Exercise
Rewrite the data from the line containing "of the chair" through the end of the data, with both ends included and every line kept. Multiply each coordinate in the answers by 0.2, round it to a whole number with halves rounded up, and give only that span.

Information given
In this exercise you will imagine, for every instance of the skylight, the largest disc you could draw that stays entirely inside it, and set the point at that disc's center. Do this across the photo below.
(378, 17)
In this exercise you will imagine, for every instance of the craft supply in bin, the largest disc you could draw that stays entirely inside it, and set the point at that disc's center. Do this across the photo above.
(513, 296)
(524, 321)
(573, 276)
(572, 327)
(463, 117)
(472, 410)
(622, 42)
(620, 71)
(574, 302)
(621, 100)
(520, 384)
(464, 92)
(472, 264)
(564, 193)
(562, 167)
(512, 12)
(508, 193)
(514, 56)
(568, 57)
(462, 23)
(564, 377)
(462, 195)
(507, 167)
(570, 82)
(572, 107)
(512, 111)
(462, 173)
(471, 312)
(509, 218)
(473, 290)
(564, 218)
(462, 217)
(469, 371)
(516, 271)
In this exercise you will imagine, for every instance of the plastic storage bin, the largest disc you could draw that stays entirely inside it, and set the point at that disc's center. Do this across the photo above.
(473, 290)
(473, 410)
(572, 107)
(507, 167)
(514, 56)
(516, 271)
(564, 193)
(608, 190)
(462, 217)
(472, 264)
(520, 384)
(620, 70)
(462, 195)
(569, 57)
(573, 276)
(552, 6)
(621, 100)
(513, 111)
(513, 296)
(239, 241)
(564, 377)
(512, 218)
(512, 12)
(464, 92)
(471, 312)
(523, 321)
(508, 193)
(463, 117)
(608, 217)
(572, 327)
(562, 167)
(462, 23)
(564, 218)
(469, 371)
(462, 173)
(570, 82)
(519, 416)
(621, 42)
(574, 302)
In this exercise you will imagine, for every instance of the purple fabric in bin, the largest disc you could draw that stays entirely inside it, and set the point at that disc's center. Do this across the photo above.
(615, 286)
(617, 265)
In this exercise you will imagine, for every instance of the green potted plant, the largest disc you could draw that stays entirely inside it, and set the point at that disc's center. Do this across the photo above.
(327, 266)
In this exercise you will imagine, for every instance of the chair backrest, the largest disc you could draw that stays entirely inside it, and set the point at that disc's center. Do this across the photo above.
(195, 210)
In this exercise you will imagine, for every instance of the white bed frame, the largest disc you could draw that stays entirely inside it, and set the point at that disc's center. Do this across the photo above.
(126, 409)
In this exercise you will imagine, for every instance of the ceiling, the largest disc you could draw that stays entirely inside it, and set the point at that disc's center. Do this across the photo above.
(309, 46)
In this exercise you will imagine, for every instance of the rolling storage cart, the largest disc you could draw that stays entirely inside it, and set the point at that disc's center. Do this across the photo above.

Response below
In this exercise you will imagine, for every instance of the chair backrest, the largest disc you could draw that stays entirely inside it, and set the point at that disc's center. Do this across the photo above.
(39, 42)
In this exercise you will imagine, for every instance of the white bed frame, the largest disc you could draw that stays entirely inside it, and set the point at that disc's center. Do this across the photo above.
(25, 82)
In this exercise you will imagine, for every instance of the ceiling, the largest disc you could draw that stays entirely inside it, and set the point at that disc's center. Do this across the photo above.
(62, 9)
In this exercise you will imagine, for every instance of the rolling storage cart, the largest disc you could draw that stays entirely inside it, and set the point at that disc's center. Do this across the photo above.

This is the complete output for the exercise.